Point placement records:
* * * *

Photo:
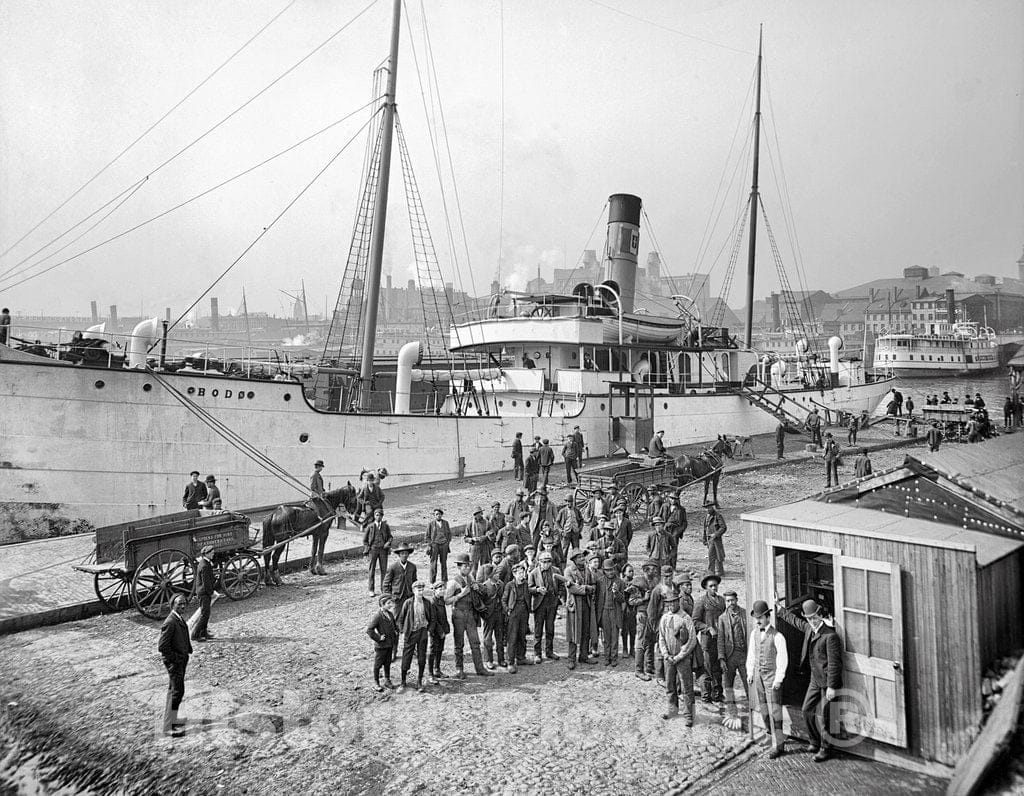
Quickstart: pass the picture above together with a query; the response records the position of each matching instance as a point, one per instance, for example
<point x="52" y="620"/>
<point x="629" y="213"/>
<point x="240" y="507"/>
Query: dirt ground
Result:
<point x="281" y="702"/>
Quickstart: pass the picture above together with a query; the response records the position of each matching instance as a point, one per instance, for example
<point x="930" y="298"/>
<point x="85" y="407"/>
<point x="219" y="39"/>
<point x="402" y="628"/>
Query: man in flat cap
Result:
<point x="578" y="592"/>
<point x="205" y="585"/>
<point x="646" y="628"/>
<point x="438" y="541"/>
<point x="707" y="611"/>
<point x="545" y="586"/>
<point x="460" y="595"/>
<point x="676" y="640"/>
<point x="822" y="652"/>
<point x="608" y="598"/>
<point x="732" y="635"/>
<point x="515" y="601"/>
<point x="767" y="661"/>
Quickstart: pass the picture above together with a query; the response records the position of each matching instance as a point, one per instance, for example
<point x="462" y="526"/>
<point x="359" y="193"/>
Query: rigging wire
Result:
<point x="451" y="163"/>
<point x="269" y="226"/>
<point x="175" y="207"/>
<point x="231" y="436"/>
<point x="662" y="27"/>
<point x="147" y="130"/>
<point x="579" y="261"/>
<point x="253" y="98"/>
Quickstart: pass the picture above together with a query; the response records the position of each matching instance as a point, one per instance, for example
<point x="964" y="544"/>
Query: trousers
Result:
<point x="175" y="689"/>
<point x="645" y="645"/>
<point x="416" y="642"/>
<point x="463" y="626"/>
<point x="819" y="727"/>
<point x="494" y="636"/>
<point x="204" y="616"/>
<point x="378" y="559"/>
<point x="516" y="636"/>
<point x="679" y="679"/>
<point x="544" y="626"/>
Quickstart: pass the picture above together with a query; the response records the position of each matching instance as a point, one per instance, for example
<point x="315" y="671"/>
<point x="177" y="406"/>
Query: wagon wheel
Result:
<point x="581" y="500"/>
<point x="161" y="577"/>
<point x="240" y="577"/>
<point x="113" y="588"/>
<point x="637" y="501"/>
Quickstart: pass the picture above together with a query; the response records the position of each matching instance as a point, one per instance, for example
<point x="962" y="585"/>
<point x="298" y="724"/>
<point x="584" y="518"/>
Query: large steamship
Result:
<point x="82" y="445"/>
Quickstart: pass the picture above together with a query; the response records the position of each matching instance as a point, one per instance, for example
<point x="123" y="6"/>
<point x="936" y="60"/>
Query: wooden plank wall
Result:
<point x="1000" y="618"/>
<point x="941" y="636"/>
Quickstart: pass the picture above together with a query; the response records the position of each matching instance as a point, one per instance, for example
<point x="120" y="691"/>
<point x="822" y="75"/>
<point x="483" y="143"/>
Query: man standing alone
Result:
<point x="174" y="647"/>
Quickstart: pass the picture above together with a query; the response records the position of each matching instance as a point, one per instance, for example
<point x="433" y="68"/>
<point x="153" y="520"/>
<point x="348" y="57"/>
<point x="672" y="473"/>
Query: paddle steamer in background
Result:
<point x="86" y="443"/>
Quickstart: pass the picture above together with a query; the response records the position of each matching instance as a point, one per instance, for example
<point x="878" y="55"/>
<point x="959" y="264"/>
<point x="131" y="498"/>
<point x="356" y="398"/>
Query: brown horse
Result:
<point x="314" y="517"/>
<point x="708" y="466"/>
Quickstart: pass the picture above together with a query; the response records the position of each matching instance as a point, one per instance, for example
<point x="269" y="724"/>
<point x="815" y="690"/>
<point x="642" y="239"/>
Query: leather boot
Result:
<point x="478" y="663"/>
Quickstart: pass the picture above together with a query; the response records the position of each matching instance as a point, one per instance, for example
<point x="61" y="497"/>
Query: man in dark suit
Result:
<point x="174" y="647"/>
<point x="823" y="653"/>
<point x="205" y="583"/>
<point x="399" y="578"/>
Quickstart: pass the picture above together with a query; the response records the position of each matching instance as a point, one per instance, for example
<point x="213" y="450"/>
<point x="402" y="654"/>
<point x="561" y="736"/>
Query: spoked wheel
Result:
<point x="636" y="504"/>
<point x="113" y="588"/>
<point x="581" y="499"/>
<point x="240" y="577"/>
<point x="162" y="576"/>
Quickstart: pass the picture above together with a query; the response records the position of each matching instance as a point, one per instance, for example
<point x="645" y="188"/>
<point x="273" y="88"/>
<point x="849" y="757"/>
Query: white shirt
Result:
<point x="754" y="650"/>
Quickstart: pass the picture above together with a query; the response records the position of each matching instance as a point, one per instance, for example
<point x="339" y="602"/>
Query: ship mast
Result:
<point x="380" y="217"/>
<point x="754" y="207"/>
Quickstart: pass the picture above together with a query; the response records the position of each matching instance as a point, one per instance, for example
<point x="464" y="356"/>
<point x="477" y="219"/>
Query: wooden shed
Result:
<point x="921" y="567"/>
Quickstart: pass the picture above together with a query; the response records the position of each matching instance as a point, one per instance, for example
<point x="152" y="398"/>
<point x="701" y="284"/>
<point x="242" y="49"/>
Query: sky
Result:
<point x="898" y="126"/>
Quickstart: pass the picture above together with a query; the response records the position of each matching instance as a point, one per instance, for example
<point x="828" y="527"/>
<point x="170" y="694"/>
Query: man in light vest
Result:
<point x="767" y="660"/>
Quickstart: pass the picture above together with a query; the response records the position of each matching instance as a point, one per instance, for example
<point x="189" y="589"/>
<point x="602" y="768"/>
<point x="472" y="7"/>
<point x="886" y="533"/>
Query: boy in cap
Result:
<point x="515" y="601"/>
<point x="414" y="623"/>
<point x="731" y="639"/>
<point x="464" y="619"/>
<point x="577" y="608"/>
<point x="608" y="599"/>
<point x="438" y="540"/>
<point x="822" y="651"/>
<point x="767" y="661"/>
<point x="646" y="629"/>
<point x="205" y="586"/>
<point x="384" y="631"/>
<point x="714" y="531"/>
<point x="492" y="587"/>
<point x="676" y="640"/>
<point x="706" y="614"/>
<point x="545" y="585"/>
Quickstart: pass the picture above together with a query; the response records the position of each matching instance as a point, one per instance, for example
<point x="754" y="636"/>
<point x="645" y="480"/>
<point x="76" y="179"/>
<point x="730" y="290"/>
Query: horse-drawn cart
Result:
<point x="636" y="478"/>
<point x="147" y="561"/>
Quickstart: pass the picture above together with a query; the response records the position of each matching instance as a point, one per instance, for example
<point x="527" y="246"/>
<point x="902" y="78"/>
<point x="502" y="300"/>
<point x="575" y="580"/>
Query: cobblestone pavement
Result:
<point x="282" y="701"/>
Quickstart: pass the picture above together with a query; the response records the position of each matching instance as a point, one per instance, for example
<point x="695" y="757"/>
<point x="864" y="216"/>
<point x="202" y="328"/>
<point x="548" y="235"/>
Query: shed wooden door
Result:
<point x="868" y="615"/>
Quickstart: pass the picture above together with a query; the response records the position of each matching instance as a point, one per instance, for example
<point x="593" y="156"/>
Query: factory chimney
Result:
<point x="623" y="244"/>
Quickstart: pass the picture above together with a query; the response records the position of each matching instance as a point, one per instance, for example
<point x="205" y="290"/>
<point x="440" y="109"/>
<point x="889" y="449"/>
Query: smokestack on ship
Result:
<point x="623" y="245"/>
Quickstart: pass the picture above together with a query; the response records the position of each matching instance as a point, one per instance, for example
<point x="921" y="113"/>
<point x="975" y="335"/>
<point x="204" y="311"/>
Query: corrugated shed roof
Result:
<point x="847" y="518"/>
<point x="992" y="470"/>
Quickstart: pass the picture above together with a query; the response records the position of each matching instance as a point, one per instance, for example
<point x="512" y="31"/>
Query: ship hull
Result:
<point x="84" y="447"/>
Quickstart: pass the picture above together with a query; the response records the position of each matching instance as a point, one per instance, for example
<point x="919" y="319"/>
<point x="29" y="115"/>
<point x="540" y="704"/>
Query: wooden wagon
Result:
<point x="145" y="562"/>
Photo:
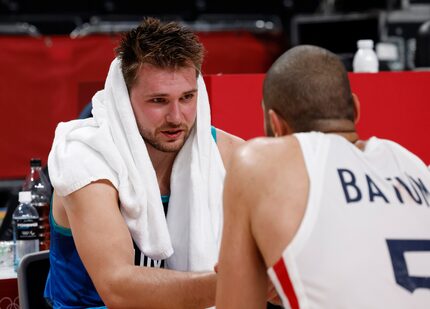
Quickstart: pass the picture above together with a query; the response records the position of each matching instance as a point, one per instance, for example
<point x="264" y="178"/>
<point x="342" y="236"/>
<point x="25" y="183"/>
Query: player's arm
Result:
<point x="105" y="247"/>
<point x="242" y="279"/>
<point x="227" y="144"/>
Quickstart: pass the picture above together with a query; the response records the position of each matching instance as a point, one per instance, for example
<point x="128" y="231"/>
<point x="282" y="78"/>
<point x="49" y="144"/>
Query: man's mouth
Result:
<point x="173" y="133"/>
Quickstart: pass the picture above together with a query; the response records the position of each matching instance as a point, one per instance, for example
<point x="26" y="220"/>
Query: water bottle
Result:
<point x="40" y="188"/>
<point x="365" y="59"/>
<point x="25" y="225"/>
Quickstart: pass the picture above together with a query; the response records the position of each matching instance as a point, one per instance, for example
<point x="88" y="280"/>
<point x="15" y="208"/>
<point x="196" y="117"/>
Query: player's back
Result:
<point x="364" y="241"/>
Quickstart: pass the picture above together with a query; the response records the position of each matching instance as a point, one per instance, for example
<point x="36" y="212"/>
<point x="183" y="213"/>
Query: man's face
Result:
<point x="164" y="102"/>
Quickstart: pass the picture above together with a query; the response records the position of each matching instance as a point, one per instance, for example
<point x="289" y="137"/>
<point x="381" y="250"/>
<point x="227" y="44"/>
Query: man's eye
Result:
<point x="158" y="100"/>
<point x="188" y="97"/>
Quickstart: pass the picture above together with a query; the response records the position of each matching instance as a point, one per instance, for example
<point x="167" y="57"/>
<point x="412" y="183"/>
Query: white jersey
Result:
<point x="364" y="241"/>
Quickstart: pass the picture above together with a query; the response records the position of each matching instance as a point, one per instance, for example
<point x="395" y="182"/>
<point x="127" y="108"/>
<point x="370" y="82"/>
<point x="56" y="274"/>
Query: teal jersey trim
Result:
<point x="213" y="131"/>
<point x="58" y="228"/>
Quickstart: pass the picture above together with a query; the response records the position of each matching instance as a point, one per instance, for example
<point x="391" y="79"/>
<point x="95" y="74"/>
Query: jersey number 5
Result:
<point x="397" y="248"/>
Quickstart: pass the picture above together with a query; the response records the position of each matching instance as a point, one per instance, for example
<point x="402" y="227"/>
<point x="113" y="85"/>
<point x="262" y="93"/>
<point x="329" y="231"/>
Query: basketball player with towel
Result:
<point x="335" y="221"/>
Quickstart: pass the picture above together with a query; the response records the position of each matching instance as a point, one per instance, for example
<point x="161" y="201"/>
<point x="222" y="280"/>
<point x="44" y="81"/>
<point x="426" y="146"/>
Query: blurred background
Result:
<point x="54" y="55"/>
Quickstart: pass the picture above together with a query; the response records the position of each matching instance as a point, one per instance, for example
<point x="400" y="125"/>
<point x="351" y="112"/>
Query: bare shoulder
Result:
<point x="260" y="162"/>
<point x="227" y="143"/>
<point x="269" y="180"/>
<point x="266" y="152"/>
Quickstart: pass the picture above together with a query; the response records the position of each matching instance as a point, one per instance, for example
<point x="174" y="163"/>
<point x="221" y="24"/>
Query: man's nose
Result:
<point x="174" y="114"/>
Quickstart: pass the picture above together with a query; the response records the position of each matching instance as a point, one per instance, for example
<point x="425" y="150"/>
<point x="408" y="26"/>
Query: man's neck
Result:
<point x="163" y="164"/>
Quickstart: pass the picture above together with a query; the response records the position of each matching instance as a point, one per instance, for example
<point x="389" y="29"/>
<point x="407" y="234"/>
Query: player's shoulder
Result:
<point x="263" y="154"/>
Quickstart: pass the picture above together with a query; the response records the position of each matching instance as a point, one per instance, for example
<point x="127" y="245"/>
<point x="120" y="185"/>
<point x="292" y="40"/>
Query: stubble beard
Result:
<point x="171" y="147"/>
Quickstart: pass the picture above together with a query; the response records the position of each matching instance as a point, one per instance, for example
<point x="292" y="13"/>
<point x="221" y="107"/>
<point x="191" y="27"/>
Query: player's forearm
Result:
<point x="138" y="287"/>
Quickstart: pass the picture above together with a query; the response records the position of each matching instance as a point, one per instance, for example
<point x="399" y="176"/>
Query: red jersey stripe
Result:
<point x="285" y="281"/>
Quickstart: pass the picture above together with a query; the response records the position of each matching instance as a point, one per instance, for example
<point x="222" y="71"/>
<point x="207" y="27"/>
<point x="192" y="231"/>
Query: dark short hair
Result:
<point x="164" y="45"/>
<point x="308" y="84"/>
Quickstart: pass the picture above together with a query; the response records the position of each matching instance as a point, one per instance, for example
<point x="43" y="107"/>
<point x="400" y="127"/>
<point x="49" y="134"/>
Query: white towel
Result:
<point x="109" y="146"/>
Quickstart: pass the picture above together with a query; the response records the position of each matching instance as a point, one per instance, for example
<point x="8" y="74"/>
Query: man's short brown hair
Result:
<point x="164" y="45"/>
<point x="307" y="85"/>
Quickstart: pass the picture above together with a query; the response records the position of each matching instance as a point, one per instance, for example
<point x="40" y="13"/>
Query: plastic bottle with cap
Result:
<point x="365" y="59"/>
<point x="25" y="227"/>
<point x="40" y="188"/>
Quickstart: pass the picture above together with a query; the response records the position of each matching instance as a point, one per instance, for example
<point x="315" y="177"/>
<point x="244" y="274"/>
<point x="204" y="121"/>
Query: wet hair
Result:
<point x="307" y="85"/>
<point x="164" y="45"/>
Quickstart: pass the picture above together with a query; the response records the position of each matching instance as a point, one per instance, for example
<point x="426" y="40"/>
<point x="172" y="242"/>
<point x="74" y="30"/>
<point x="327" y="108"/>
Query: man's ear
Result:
<point x="278" y="125"/>
<point x="356" y="108"/>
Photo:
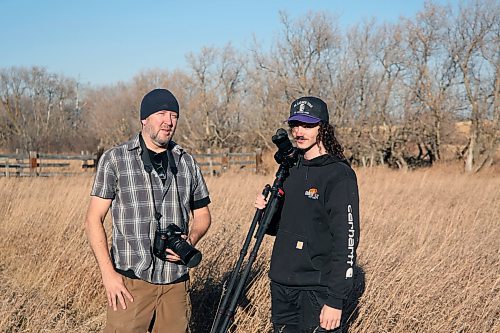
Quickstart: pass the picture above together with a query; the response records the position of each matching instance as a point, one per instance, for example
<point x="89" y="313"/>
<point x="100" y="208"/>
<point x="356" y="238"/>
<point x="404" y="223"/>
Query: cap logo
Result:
<point x="302" y="106"/>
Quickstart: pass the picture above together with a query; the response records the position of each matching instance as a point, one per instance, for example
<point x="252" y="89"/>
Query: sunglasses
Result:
<point x="295" y="123"/>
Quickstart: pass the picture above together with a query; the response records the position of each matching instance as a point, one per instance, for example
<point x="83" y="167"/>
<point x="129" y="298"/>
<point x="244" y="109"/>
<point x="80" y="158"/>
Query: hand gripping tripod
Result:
<point x="286" y="156"/>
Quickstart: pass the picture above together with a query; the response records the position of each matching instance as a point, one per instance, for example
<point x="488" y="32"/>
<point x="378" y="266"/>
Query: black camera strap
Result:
<point x="148" y="167"/>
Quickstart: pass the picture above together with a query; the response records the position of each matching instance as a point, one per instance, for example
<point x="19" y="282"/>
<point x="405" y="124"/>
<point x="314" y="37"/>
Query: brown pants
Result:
<point x="169" y="304"/>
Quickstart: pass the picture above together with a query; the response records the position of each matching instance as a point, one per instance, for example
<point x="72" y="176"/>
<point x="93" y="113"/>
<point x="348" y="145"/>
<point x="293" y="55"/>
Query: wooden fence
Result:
<point x="45" y="165"/>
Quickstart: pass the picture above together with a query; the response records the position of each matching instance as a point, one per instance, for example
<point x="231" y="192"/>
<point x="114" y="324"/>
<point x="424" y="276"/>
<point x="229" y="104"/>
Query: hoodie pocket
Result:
<point x="291" y="263"/>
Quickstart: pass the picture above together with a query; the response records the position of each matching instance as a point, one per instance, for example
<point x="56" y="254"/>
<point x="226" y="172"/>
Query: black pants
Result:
<point x="296" y="310"/>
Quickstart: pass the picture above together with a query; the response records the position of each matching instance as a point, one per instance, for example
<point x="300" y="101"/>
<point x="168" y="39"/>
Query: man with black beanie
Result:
<point x="316" y="228"/>
<point x="152" y="185"/>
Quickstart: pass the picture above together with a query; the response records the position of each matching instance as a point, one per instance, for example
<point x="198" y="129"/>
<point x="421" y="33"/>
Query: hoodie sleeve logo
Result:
<point x="312" y="193"/>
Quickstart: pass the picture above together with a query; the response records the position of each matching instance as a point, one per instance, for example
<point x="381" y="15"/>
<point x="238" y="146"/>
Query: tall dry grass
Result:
<point x="429" y="254"/>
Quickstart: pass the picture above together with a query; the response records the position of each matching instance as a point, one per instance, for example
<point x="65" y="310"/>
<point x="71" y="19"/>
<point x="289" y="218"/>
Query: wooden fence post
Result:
<point x="258" y="159"/>
<point x="225" y="161"/>
<point x="210" y="162"/>
<point x="33" y="163"/>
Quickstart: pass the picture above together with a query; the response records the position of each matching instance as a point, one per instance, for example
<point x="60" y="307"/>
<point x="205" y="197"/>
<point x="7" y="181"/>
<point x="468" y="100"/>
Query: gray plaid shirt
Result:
<point x="121" y="177"/>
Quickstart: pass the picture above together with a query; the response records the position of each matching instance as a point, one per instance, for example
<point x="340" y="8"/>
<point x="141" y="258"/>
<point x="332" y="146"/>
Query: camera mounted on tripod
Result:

* * * *

◆ Written request
Count the rows above that contain the word "white", with case counting, and reply with only the number.

◆ Expected output
3